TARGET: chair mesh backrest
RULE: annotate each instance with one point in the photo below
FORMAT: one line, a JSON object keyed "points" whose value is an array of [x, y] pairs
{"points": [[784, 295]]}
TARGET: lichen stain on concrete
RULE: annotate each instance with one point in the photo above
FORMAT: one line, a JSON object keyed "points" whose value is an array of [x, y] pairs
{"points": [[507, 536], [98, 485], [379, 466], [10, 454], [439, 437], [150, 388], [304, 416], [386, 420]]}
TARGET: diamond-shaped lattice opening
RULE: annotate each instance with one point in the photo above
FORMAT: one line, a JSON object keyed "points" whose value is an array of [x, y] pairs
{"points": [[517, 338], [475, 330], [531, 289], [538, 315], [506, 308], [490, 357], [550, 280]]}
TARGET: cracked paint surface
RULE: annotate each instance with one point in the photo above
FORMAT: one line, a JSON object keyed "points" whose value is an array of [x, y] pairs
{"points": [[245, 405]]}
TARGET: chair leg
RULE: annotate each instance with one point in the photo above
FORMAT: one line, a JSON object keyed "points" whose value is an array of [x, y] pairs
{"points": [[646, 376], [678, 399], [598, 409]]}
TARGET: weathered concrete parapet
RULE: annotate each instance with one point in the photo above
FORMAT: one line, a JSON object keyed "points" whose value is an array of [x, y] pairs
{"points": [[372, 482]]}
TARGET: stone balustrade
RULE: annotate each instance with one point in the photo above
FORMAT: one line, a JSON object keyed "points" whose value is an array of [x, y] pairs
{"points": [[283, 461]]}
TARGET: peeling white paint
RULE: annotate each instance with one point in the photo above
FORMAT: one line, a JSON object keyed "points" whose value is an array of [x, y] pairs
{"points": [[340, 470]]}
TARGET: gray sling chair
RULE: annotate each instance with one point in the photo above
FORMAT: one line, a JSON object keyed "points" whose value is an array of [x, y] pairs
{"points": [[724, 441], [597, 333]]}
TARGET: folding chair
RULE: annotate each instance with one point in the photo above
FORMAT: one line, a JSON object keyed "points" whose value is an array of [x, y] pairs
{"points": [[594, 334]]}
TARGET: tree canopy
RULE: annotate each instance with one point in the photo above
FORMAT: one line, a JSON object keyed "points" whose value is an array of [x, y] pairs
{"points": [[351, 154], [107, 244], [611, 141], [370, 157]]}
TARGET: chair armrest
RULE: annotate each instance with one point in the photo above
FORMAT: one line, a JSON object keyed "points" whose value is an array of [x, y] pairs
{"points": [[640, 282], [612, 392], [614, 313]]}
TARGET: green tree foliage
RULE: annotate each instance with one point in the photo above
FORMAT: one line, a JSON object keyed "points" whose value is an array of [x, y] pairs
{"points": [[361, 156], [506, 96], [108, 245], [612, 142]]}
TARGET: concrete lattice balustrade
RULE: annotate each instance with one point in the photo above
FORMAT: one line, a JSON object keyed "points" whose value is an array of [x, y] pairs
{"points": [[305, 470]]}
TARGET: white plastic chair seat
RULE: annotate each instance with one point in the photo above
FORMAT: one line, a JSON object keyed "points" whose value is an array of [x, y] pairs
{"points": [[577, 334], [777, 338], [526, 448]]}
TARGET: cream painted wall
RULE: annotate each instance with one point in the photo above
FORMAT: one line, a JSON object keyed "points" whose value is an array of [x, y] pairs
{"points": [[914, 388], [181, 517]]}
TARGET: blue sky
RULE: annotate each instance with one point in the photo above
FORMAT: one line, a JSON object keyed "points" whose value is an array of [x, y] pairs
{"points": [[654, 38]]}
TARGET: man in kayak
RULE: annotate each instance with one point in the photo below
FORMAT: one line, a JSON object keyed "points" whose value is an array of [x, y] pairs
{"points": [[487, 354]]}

□ □ □ □ □ □ □

- Activity
Set down every entry exactly as given.

- Solution for this task
TARGET: chair mesh backrest
RULE: annotate each instance with one point in the photo below
FORMAT: one line, a JSON object keyed "points" whose value is an array of [x, y] pairs
{"points": [[784, 295]]}
TARGET: lichen stain on concrete
RULE: annotate each instance with one point in the photo above
FORMAT: one line, a JSON object keyed "points" whose value is an array of [x, y] pairs
{"points": [[507, 536], [98, 485], [379, 466], [10, 454], [439, 437], [150, 388], [304, 416], [386, 420]]}
TARGET: diamond-shaped lattice opening
RULE: annotate each instance with one point in the photo above
FORMAT: one line, a JSON object keyed "points" whose value is an array of [x, y] pairs
{"points": [[517, 338], [475, 330], [531, 289], [538, 315], [506, 308], [490, 357], [550, 280]]}
TARGET: cracked paint surface
RULE: annotate each instance with one point in the photo above
FORMAT: one line, a JSON object keyed "points" whose value is an array of [x, y] pairs
{"points": [[245, 405]]}
TARGET: chair leg
RULE: annotate each instance with one point in the photo above
FORMAT: one line, a JSON object keyed "points" whose value is an array of [x, y] pairs
{"points": [[646, 376], [678, 399], [598, 409]]}
TARGET: weathered concrete parapet
RULE: annotate each instance with one point in the photo above
FORMAT: one line, a JSON object keyed "points" whose value is an array of [x, y] pairs
{"points": [[372, 482]]}
TARGET: stone balustrade
RULE: annotate each instance with one point in the photo above
FORMAT: one line, a JSON object keyed "points" whose value is an array of [x, y] pairs
{"points": [[283, 461]]}
TARGET: peeling white paint
RULE: annotate each instance with one point in the photo above
FORMAT: one line, a JSON object keyed "points" whose value is an array of [x, y] pairs
{"points": [[340, 470]]}
TARGET: gray sling chair
RULE: annotate each instance with one point in the photo above
FORMAT: one line, a JSON object keyed "points" whose value is an array of [x, y] pairs
{"points": [[724, 441], [597, 333]]}
TARGET: folding chair
RULE: annotate each instance with one point in the photo above
FORMAT: one line, a JSON object keyed "points" whose value is an array of [x, y] pairs
{"points": [[594, 334]]}
TARGET: tree canopy
RULE: annotate each instance with one point in the photo above
FORMAT: one line, a JSON object keyed "points" whose value is an array of [x, y] pairs
{"points": [[351, 154], [107, 244], [611, 141], [370, 157]]}
TARGET: chair armrest
RULE: annotate each instance with one point in the photo above
FORMAT: one line, a JSON object keyed "points" whose value is an array of [x, y] pairs
{"points": [[640, 282], [612, 392], [614, 313]]}
TARGET: green tree foliage
RULE: annotate each instance with one point in the photo above
FORMAT: one line, a JSON object keyed "points" whose value is an array of [x, y] pairs
{"points": [[361, 156], [506, 96], [108, 245], [612, 142]]}
TARGET: concrete lattice balustrade
RULE: annotate each instance with one point in the photo above
FORMAT: one line, a JSON object keyed "points" whose value is an array of [x, y] pairs
{"points": [[305, 470]]}
TARGET: white plastic chair seat
RULE: annotate each instance with one point in the photo above
FORMAT: one line, a JSON object keyed "points" whose value is an array of [x, y] pairs
{"points": [[577, 334], [777, 338], [526, 448]]}
TARGET: cream painted wall
RULE: annotate each instance with one point in the photo above
FORMAT: one line, a JSON object keyed "points" whose value is an array of [x, y] pairs
{"points": [[914, 388], [181, 517]]}
TARGET: blue sky
RULE: annotate each instance with one point in the photo above
FORMAT: one line, a JSON object keyed "points" whose value is an array of [x, y] pairs
{"points": [[654, 38]]}
TARGET: man in kayak
RULE: annotate each instance with one point in the photo below
FORMAT: one line, a JSON object keyed "points" whose value is an array of [x, y] pairs
{"points": [[487, 354]]}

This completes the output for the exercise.